Start
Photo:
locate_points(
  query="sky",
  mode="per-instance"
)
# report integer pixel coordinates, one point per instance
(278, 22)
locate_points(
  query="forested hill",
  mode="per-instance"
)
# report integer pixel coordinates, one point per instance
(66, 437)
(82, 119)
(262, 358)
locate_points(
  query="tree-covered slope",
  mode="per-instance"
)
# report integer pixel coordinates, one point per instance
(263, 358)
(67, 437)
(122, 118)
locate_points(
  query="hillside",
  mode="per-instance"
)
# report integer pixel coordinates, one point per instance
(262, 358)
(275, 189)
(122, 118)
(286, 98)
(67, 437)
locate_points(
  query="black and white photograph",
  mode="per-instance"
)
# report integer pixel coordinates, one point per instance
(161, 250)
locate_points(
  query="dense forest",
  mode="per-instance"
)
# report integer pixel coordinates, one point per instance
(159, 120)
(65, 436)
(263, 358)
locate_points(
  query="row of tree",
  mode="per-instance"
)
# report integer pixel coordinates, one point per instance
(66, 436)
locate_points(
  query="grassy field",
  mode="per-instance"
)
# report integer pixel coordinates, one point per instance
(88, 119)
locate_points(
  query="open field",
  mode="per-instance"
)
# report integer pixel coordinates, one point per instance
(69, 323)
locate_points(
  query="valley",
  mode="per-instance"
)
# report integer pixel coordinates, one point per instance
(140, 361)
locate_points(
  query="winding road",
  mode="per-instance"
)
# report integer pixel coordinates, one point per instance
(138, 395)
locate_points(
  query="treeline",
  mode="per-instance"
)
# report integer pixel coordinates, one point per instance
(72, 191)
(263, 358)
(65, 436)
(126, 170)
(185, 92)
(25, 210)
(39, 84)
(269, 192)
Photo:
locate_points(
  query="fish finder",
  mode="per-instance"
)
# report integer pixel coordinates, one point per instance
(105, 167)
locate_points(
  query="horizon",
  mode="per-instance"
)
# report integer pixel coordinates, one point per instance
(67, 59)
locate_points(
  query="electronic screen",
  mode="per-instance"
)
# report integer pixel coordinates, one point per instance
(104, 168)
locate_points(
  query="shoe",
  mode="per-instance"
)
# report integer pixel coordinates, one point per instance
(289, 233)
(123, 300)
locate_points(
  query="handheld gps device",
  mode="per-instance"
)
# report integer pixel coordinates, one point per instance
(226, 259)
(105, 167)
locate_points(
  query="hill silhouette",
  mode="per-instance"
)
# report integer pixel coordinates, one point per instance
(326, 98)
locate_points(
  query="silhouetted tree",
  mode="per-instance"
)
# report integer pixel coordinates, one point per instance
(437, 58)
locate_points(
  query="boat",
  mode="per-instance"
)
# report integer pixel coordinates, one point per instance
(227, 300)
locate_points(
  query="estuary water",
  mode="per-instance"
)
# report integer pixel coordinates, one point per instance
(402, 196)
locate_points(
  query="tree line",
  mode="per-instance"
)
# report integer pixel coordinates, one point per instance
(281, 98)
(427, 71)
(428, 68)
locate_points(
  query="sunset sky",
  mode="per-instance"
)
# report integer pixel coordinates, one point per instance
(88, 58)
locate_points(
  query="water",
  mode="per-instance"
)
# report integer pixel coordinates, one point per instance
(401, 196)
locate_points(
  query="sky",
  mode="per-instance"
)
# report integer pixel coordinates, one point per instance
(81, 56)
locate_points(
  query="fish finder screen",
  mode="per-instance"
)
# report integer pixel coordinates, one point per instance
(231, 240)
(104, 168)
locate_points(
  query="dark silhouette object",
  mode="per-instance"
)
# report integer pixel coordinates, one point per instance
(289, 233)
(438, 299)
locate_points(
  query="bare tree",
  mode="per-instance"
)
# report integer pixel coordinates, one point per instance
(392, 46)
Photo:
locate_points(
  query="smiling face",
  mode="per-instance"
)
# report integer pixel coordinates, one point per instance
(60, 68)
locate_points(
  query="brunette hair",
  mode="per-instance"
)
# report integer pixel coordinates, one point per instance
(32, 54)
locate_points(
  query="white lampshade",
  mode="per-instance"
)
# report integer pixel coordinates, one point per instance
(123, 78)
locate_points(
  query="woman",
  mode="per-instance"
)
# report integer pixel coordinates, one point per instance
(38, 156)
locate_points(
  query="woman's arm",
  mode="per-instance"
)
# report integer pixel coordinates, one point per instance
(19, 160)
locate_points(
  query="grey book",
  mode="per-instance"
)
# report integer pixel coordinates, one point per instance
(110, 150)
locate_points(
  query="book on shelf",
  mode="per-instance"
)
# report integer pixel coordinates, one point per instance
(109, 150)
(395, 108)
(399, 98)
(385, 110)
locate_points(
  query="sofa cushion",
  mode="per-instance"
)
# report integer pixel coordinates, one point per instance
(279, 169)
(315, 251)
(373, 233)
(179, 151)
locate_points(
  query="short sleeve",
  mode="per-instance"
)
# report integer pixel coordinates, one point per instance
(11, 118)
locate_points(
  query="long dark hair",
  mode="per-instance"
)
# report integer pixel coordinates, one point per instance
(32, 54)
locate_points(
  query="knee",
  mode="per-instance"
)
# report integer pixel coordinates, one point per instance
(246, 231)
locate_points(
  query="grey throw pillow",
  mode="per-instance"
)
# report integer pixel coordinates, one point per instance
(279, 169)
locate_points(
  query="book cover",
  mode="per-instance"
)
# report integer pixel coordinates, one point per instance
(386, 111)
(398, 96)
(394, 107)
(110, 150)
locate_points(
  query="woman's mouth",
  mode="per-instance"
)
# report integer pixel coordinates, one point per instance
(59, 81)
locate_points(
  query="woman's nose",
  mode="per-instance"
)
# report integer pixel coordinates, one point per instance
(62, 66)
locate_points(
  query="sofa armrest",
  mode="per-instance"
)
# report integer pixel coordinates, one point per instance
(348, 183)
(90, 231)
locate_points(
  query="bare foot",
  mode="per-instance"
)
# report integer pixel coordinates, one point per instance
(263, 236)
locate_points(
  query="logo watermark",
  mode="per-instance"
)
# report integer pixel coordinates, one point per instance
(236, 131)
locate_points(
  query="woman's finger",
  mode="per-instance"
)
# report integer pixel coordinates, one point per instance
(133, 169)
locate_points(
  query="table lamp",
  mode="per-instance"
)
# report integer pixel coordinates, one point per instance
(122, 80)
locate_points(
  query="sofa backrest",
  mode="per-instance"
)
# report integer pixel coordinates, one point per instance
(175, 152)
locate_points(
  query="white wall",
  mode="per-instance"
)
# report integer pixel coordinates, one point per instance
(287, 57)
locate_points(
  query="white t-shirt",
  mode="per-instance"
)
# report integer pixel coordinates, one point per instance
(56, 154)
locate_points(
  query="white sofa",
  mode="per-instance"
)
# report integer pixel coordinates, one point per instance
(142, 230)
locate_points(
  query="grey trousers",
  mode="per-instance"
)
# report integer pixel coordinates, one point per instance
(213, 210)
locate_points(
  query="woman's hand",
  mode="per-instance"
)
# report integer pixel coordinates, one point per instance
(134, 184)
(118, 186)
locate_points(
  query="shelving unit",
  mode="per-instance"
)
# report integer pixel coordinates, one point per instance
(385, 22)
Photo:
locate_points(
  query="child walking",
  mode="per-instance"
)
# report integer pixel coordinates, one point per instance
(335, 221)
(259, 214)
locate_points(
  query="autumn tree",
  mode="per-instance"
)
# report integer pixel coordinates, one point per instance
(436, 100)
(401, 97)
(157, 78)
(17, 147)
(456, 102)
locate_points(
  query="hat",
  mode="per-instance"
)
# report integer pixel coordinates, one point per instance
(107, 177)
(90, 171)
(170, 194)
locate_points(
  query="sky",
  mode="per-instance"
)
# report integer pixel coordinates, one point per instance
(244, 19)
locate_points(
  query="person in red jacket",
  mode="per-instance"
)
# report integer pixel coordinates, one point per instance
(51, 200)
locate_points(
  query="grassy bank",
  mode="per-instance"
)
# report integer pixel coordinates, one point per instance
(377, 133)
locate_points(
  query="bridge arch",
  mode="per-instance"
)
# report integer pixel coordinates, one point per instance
End
— STATED PROBLEM —
List each line from the rows above that contains the string "book".

— TASK OUTPUT —
  query="grey book",
  query="book on shelf",
  query="book cover",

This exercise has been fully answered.